**PROBLEM STATEMENT**
Rewrite all of the material below with "keypoint" changed to "marker" and everything else kept the same. Leave the pictures out.

-- start RECORDS FOR THE EXERCISE --

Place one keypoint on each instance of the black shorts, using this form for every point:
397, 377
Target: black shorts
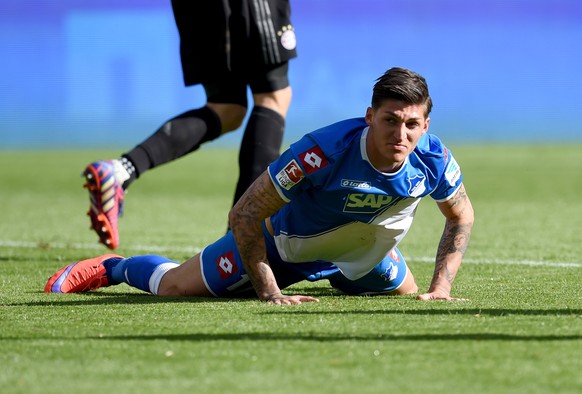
235, 43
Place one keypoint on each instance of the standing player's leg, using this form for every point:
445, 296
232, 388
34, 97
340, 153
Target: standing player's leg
263, 135
262, 44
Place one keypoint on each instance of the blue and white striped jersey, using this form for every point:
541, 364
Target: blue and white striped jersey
340, 208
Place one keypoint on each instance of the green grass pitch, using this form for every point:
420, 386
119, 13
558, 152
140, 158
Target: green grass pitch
519, 332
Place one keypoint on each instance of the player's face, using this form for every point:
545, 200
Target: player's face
395, 128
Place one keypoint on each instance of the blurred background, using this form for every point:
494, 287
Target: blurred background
101, 74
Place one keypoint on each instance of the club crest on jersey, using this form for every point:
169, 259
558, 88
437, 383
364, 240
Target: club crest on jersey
290, 175
366, 203
453, 172
391, 273
313, 159
417, 185
225, 265
355, 184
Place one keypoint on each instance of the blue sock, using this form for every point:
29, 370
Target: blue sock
142, 272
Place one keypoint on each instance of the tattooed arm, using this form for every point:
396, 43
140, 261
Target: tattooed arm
458, 212
259, 202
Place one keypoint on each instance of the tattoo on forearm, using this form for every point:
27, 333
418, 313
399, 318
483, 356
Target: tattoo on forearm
455, 239
260, 201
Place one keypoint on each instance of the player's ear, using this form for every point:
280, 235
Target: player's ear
426, 123
369, 115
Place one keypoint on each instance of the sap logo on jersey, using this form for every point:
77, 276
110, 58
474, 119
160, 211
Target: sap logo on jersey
290, 175
225, 265
313, 159
366, 203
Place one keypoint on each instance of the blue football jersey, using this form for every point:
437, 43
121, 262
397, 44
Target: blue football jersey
343, 210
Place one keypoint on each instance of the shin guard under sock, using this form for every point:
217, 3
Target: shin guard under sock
142, 272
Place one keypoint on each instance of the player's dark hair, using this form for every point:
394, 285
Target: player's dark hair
403, 85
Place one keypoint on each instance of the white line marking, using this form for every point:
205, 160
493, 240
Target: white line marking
194, 249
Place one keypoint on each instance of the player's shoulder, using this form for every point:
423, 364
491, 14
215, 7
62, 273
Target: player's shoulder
431, 152
338, 136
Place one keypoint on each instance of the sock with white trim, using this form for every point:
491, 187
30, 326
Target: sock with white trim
142, 272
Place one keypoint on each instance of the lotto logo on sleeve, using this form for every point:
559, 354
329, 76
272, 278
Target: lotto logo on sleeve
313, 159
453, 172
225, 265
290, 175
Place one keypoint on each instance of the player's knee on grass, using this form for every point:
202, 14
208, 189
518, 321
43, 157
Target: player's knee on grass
184, 280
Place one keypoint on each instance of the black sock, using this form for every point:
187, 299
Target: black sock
174, 139
261, 145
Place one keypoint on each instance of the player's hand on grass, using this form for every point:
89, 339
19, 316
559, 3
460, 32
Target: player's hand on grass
437, 295
282, 299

-- end RECORDS FOR THE EXERCISE --

**RESULT**
Place one marker on each instance of the black shorts, using this form for every point:
397, 377
Target: black shorts
235, 43
Place one marker on each instance of the standing player's leg, using this form for every point:
445, 296
232, 388
34, 97
340, 153
Target: standing player's leg
263, 135
262, 44
Place one marker on each instance of the blue and white striped jersey, using this form for every point:
541, 364
Target: blue and white striped jersey
340, 208
Place one marker on each instance of the green grass pitch, using this form for every point:
420, 386
119, 13
558, 152
140, 158
Target: green grass pitch
519, 332
Place one marker on each instance of the player's face, using this form for every point:
545, 200
Target: player's face
395, 128
Place one marker on each instance of the blurred background, using this form for every point:
494, 287
Target: blurred background
101, 74
Place one marker on each instance of the club crest on jersey, using this form for every point:
169, 259
558, 88
437, 383
364, 240
Target: club crest on jersey
290, 175
366, 203
453, 172
391, 273
313, 159
417, 185
225, 265
355, 184
Place one marker on each instance of the blue sock, using this form for every point:
29, 370
Target: blue sock
142, 272
Place one marker on each instance of the tattooed arm, using this form for every point:
396, 43
140, 261
Target: tattooed arm
458, 212
259, 202
Place one marker on each instance of the tattoo on forearm, using this form for every point:
27, 333
418, 313
399, 318
483, 356
Target: tattoo on forearm
455, 239
260, 201
Place one marker on each instance of the player's ear, using this form for every point:
280, 235
Target: player's ear
426, 123
369, 115
Place one marker on each instance of the sap logo on jersey, using this form for every point:
77, 276
110, 58
474, 119
160, 211
Target: sap logo on jersey
290, 175
225, 265
313, 159
366, 203
Place one marker on each instance of the blue football jersey, using this form for every point:
437, 43
121, 262
397, 44
Target: blue football jersey
343, 210
Place one marker on each instance of the shin guard under sock, using this form for every point:
217, 3
Target: shin guard under sock
142, 272
Place one marker on each instance of the player's dark hair, using this form for every point:
394, 285
Target: player's dark hair
403, 85
Place one marker on each instance of the white line marking, using this form for every point:
205, 160
493, 240
Target: white line marking
194, 249
Place one marker on each instance of the player's shoulder, using this form for every point:
423, 364
491, 14
215, 7
62, 273
Target: player's shoulder
431, 152
338, 136
Place one marker on each instance of the sock with white trim, using this form for every point:
491, 187
30, 326
Target: sock with white trim
142, 272
Place one marker on each instance of the lotto logo on sleeve, using this form for every point:
559, 354
329, 76
272, 278
Target: lotto logo on sleeve
313, 159
453, 172
225, 265
290, 175
Place one marker on each instance of the player's knee on grass, using this form for every point:
202, 14
208, 189
518, 321
43, 157
Target: player's knee on grass
184, 280
Place one marker on each instance of the black sock, using this form for every point:
187, 299
Target: black sock
174, 139
261, 145
Place one marker on each instance of the player's hand on grass, using this form for every point:
89, 339
19, 316
559, 3
460, 32
Target: player's hand on grass
437, 295
282, 299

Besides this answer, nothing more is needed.